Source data
◆ ◆ ◆ ◆

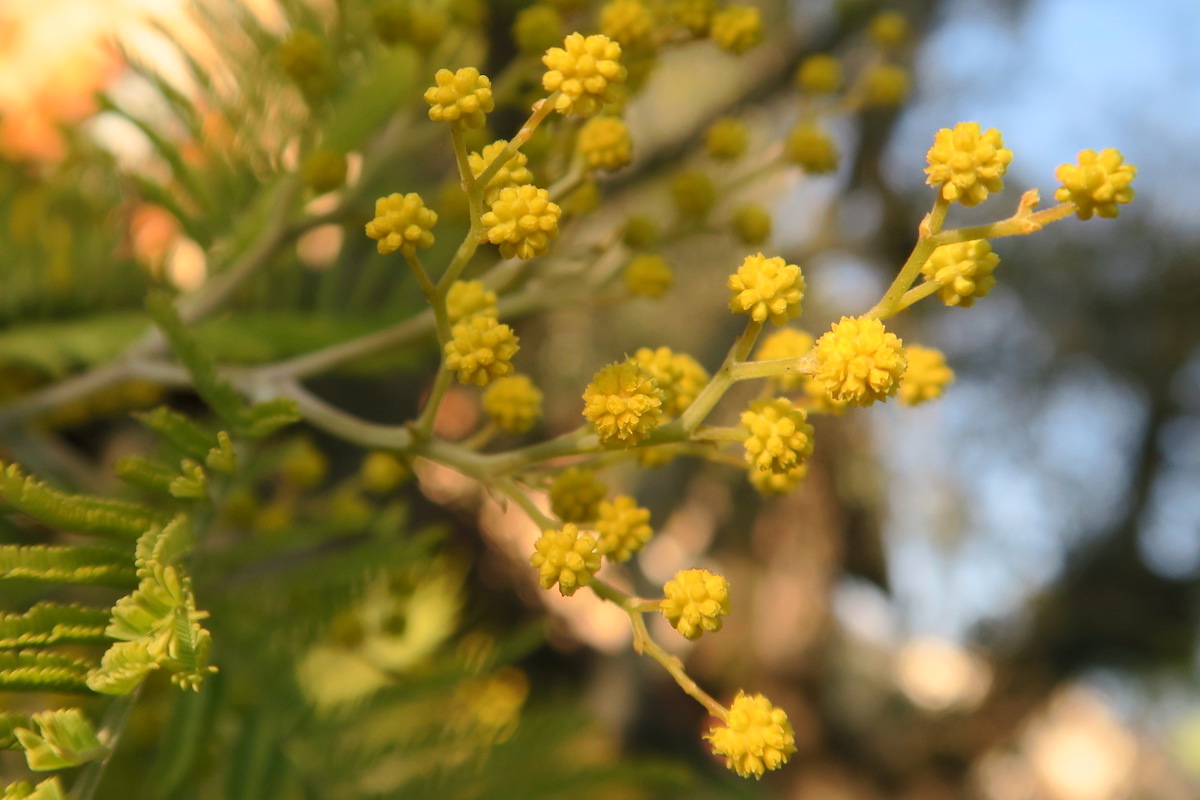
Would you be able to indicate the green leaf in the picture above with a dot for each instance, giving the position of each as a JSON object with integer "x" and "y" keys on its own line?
{"x": 48, "y": 624}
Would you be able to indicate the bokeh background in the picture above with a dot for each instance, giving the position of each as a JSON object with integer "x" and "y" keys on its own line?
{"x": 993, "y": 596}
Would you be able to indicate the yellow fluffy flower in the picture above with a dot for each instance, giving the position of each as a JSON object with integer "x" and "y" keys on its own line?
{"x": 965, "y": 271}
{"x": 648, "y": 275}
{"x": 605, "y": 143}
{"x": 859, "y": 361}
{"x": 767, "y": 288}
{"x": 756, "y": 737}
{"x": 587, "y": 71}
{"x": 623, "y": 527}
{"x": 567, "y": 558}
{"x": 811, "y": 148}
{"x": 522, "y": 221}
{"x": 575, "y": 494}
{"x": 737, "y": 29}
{"x": 967, "y": 164}
{"x": 779, "y": 435}
{"x": 462, "y": 97}
{"x": 679, "y": 377}
{"x": 624, "y": 403}
{"x": 695, "y": 601}
{"x": 480, "y": 350}
{"x": 1097, "y": 185}
{"x": 402, "y": 222}
{"x": 927, "y": 376}
{"x": 785, "y": 343}
{"x": 514, "y": 403}
{"x": 513, "y": 173}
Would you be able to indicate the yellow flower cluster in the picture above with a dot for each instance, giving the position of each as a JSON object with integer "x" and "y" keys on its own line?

◆ ◆ ◆ ◆

Task to complete: Recast the lines of the source data, from the line containing "Would you be able to indicate the yellow fluffy" through the final line inclusive, as a JSON list of strings with one string per line and any blank lines omitted.

Solution:
[
  "Would you be able to indicate the yellow fluffy flower in the picture above with a dot for each instance, giving the position of each as a JSON object with integer \"x\" and \"y\" keys on its own line?",
  "{\"x\": 965, \"y\": 271}",
  "{\"x\": 648, \"y\": 275}",
  "{\"x\": 605, \"y\": 143}",
  "{\"x\": 859, \"y\": 361}",
  "{\"x\": 767, \"y\": 288}",
  "{\"x\": 756, \"y\": 737}",
  "{\"x\": 587, \"y\": 71}",
  "{\"x\": 623, \"y\": 527}",
  "{\"x\": 567, \"y\": 558}",
  "{\"x\": 811, \"y\": 148}",
  "{\"x\": 522, \"y\": 221}",
  "{\"x\": 575, \"y\": 494}",
  "{\"x\": 737, \"y\": 29}",
  "{\"x\": 967, \"y\": 164}",
  "{\"x\": 779, \"y\": 435}",
  "{\"x\": 462, \"y\": 97}",
  "{\"x\": 679, \"y\": 377}",
  "{\"x\": 624, \"y\": 403}",
  "{\"x\": 695, \"y\": 601}",
  "{\"x\": 480, \"y\": 350}",
  "{\"x\": 1097, \"y\": 185}",
  "{\"x\": 402, \"y\": 222}",
  "{\"x\": 927, \"y\": 376}",
  "{\"x\": 785, \"y\": 343}",
  "{\"x\": 514, \"y\": 403}",
  "{\"x\": 513, \"y\": 173}",
  "Would you be able to indicate the yellow flower cluster in the picture above with a dot for each instance, giving the position of each as a JSON object with integer \"x\" and \"y\" keys on its own line?"
]